## Directions
Repeat the following rows exactly as they appear.

Annotation records
------------------------------------------------------------

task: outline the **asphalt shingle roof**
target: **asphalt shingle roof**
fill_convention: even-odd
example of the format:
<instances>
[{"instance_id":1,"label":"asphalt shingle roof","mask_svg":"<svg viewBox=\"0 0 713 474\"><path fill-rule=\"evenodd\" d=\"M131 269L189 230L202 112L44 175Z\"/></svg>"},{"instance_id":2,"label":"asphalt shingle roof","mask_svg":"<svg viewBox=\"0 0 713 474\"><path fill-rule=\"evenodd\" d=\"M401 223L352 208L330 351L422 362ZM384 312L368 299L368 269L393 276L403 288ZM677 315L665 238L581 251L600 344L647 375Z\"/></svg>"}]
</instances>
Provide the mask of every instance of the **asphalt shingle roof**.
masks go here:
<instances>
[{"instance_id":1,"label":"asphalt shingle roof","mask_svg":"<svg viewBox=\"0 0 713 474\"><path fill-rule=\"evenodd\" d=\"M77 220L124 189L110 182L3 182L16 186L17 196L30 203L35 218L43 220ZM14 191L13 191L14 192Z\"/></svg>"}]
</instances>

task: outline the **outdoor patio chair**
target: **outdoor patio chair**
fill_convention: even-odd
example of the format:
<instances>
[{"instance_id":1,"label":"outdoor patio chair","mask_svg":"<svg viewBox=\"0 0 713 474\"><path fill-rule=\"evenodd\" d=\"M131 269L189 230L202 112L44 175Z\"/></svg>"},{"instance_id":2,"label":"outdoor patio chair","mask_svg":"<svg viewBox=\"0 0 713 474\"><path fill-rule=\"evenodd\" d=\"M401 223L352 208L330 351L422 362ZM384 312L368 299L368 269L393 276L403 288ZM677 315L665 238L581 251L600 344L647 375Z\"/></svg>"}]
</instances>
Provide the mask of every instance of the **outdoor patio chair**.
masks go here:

------------------------------------------------------------

## Solution for this exercise
task: outline the **asphalt shingle roof**
target: **asphalt shingle roof**
fill_convention: even-odd
example of the format:
<instances>
[{"instance_id":1,"label":"asphalt shingle roof","mask_svg":"<svg viewBox=\"0 0 713 474\"><path fill-rule=\"evenodd\" d=\"M131 269L189 230L202 112L44 175Z\"/></svg>"},{"instance_id":2,"label":"asphalt shingle roof","mask_svg":"<svg viewBox=\"0 0 713 474\"><path fill-rule=\"evenodd\" d=\"M401 223L352 208L330 351L422 362ZM384 312L368 299L368 269L393 276L403 288ZM677 315L665 238L581 251L600 344L647 375Z\"/></svg>"}]
</instances>
Provide the mask of every instance of the **asphalt shingle roof**.
masks go here:
<instances>
[{"instance_id":1,"label":"asphalt shingle roof","mask_svg":"<svg viewBox=\"0 0 713 474\"><path fill-rule=\"evenodd\" d=\"M77 220L124 189L110 182L3 182L16 186L17 196L30 203L35 218L43 220ZM14 191L13 191L14 192Z\"/></svg>"}]
</instances>

task: outline the **outdoor patio chair**
target: **outdoor patio chair**
fill_convention: even-odd
example of the format:
<instances>
[{"instance_id":1,"label":"outdoor patio chair","mask_svg":"<svg viewBox=\"0 0 713 474\"><path fill-rule=\"evenodd\" d=\"M131 269L189 230L202 112L44 175Z\"/></svg>"},{"instance_id":2,"label":"outdoor patio chair","mask_svg":"<svg viewBox=\"0 0 713 474\"><path fill-rule=\"evenodd\" d=\"M401 223L352 208L330 351L422 362ZM384 312L368 299L368 269L393 276L403 288ZM677 315L665 238L581 251L600 344L647 375Z\"/></svg>"}]
</instances>
Provide the mask of every instance of the **outdoor patio chair**.
masks go here:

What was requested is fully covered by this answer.